PROBLEMS AND TASKS —
[A] Please list every relative the narrator mentions in the personal account, counting the former spouse.
[B] Proceed with the personal account, carrying on from its final sentence.

Just as I was regaining my bearings I struggled with horrific nerve pains throughout my right arm, from neck to fingertips with some days being completely without function... Making it difficult to lift trays and perform well at work I began self treating with capsacin (which caused allergic reaction but it was better than the pain!)
Even when I seemed to be attacked by carbuncles, I kept heart because by this time I had finally saved enough in order to obtain dual SC [& FL] real estate licensure. That's when bad news from Florida arrived.. my mother going to court proceedings and my Grandmother having taken seriously ill... I packed my bags and took my meager savings to finance the trip. While I was there I would attempt to tie up some loose ends with my ex-husband & the IRS as well as interreview real estate brokers there, where I would hang my RE license with an immediate listing & anticipation of dual licensure marketability. I ultimately took 2wks away from my employment to be of help, when I got back to work I would re-accert myself back to saving for SC RE Lic. I still had a plan...
But the plan went awry with family drama and the interactions with IRS & exhusband were akin to a venture in PTSD land. Out of a sense of self preservation I cut my visit short... When I walked out of the Federal Building in Jacksonville I simply took 95 N and headed back to SC to lick my wounds.
I had a few days left on the calendar before I was on the schedule again and tried to take full advantage. Swollen and fatigued I spent most of those hours sleeping and soaking. My granddaughter would be coming to visit for the summer soon... I would use that for a positive focal point.
But wouldn't you know it, when my defenses were at there lowest, I was attacked by some super bug traveling among the staff &/or patrons and I would never be the same again!!

SUPPLIED DATA —
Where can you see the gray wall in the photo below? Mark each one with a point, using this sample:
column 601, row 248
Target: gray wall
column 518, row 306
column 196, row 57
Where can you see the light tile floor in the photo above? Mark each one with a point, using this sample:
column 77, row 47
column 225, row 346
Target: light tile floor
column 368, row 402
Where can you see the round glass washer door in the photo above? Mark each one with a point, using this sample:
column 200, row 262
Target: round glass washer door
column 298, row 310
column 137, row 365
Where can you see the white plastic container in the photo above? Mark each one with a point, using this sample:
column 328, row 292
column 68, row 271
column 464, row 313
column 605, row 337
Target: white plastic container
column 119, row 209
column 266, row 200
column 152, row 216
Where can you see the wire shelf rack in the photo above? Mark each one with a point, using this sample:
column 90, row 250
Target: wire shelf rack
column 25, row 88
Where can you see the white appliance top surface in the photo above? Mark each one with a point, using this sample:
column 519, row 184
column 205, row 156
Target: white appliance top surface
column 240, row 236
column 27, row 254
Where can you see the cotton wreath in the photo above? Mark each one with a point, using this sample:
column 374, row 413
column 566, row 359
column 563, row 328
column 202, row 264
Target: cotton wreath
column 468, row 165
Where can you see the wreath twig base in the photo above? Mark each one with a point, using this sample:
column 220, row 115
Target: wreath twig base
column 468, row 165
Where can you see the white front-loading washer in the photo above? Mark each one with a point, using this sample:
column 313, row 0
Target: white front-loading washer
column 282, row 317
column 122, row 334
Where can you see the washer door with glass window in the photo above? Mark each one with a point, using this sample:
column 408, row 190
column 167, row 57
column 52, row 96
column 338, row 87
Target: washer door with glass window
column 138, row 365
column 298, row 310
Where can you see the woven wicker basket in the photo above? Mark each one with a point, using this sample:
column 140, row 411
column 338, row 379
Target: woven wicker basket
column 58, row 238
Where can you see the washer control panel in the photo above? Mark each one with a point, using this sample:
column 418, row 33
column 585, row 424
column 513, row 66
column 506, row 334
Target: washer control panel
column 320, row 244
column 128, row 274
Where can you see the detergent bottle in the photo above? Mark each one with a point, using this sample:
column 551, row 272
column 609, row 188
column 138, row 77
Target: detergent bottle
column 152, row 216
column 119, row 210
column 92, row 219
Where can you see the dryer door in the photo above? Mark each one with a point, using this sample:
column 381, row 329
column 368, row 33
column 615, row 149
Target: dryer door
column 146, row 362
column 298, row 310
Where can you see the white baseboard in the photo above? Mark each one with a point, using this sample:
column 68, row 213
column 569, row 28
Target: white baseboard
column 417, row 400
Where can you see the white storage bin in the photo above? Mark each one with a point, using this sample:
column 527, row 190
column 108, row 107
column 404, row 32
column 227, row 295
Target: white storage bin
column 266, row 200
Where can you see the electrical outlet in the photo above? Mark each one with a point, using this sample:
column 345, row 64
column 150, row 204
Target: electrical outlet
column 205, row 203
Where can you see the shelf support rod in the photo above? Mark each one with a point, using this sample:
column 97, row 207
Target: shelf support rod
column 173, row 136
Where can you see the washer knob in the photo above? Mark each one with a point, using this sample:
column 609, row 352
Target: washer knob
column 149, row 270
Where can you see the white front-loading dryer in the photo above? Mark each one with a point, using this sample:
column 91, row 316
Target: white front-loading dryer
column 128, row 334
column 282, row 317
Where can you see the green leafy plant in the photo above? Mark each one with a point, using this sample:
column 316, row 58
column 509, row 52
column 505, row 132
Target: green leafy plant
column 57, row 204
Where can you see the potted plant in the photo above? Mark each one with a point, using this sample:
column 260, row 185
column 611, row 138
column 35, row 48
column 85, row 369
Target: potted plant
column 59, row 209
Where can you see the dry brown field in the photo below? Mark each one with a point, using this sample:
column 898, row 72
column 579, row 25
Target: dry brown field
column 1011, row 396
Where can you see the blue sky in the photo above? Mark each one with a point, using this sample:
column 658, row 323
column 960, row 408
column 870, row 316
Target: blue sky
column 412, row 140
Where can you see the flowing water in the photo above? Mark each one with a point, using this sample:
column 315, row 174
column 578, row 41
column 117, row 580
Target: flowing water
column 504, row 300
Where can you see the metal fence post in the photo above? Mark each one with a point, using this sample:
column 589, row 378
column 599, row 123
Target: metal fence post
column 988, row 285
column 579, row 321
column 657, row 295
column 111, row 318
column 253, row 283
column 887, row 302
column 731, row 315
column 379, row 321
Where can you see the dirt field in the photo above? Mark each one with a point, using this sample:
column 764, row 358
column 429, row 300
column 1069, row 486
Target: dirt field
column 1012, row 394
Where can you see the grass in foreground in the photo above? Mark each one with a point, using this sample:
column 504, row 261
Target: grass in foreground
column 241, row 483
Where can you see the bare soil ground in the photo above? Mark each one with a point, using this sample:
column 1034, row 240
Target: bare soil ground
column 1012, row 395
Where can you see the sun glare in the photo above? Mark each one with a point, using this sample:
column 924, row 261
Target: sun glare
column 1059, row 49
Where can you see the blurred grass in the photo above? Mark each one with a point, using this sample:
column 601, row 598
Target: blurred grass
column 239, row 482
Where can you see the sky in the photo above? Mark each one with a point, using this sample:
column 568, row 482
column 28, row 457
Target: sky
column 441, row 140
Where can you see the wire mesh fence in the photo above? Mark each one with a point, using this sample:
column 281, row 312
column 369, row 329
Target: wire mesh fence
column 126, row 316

RESULTS OF THE TASKS —
[A] mother, grandmother, ex-husband, granddaughter

[B]
I spent the remainder of 2014 in decline yet still trying to manage ordeals - it proved to be too much! When the right sided numbness that followed a meridian through the center of me began, again I succumbed to the pain & distress brought by the thought of death .... Off for the emergency room referrals I went...
Ultimately, the treatments advised (like a drunk throwing spaghetti at the wall to see what sticks) were, for the most part counterproductive, and I remained house bound & primarily bedridden throughout 2015 trying to overcome contraindicated side effects to boot. I wasn't about to start the biologic & generic modifying pharmaceuticals now recommended.
So, as chronicled throughout the blog entries herein, after the best efforts by a new team of doctors (ENT, opthalmologist, rheumatologist, & uerologist) including surgery with all their new findings & diagnosis. I have once again returned to self treatment with no intent of ever going back! In fact, so convinced, if found unconscious, I don't want you to call them either!
Which brings us to today! 2016
At the conclusion, finally, of the longest blog rant I think I've ever published. (Thanks, if your still with me at this point)
2016
Time to paint a different picture & begin envisioning the next 5yrs. overcoming. I may have given up pharmaceuticals & traditional medicine but I'm even more committed to Me!
I will continue the balance I've found in research, education, & therapies: being my own best advocate, I will continue to strive for better days and not dwell on these issues. I will love myself as God made me and his love & grace will walk me through all things.
Mean while I will come here to purge, vent, & share some of what I learn along the way.